WORK REQUIRED:
Note each line in the data holding the string "cauldron" and report it.

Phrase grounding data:
######
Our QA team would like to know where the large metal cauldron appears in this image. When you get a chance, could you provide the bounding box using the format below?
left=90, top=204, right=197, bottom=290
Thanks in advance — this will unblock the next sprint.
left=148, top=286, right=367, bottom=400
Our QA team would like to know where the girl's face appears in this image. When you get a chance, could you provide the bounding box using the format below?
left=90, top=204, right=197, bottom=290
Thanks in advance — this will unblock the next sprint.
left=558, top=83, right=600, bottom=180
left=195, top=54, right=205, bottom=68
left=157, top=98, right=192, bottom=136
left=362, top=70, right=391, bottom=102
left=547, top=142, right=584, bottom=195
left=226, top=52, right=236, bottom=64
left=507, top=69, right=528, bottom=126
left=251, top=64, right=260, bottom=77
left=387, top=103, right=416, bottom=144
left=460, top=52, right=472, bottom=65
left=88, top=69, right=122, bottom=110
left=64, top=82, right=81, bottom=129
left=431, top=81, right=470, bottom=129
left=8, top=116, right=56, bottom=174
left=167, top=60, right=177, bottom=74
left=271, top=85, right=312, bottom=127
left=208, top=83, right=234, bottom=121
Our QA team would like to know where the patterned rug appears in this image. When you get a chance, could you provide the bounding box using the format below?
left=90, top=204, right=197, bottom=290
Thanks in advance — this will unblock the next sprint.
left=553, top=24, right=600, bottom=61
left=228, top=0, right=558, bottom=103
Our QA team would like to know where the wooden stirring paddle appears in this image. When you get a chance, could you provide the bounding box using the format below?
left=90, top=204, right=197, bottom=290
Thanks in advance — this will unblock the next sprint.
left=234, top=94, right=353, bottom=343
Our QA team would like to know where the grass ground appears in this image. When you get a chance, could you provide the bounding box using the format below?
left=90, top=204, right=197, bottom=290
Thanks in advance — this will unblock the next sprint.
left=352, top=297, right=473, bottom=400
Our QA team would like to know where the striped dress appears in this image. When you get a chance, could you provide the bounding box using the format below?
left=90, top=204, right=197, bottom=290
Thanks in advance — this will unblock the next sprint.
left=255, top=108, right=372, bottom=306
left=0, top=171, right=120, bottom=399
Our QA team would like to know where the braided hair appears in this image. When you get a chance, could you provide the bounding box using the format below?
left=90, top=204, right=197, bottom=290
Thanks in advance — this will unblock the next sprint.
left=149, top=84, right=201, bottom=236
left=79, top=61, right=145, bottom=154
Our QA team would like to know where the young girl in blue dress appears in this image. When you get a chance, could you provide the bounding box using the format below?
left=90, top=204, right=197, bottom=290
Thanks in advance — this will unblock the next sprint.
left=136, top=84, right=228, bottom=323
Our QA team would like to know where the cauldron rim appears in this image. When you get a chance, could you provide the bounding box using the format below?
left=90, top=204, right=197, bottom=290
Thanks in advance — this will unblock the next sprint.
######
TASK RESULT:
Our QA team would like to know where the large metal cauldron appears in this image. When you get a chance, could you provide the bounding box using the format below?
Our QA team would like to know where the cauldron rim appears in this image. When you get a chance, could you provide the bounding box using the format below?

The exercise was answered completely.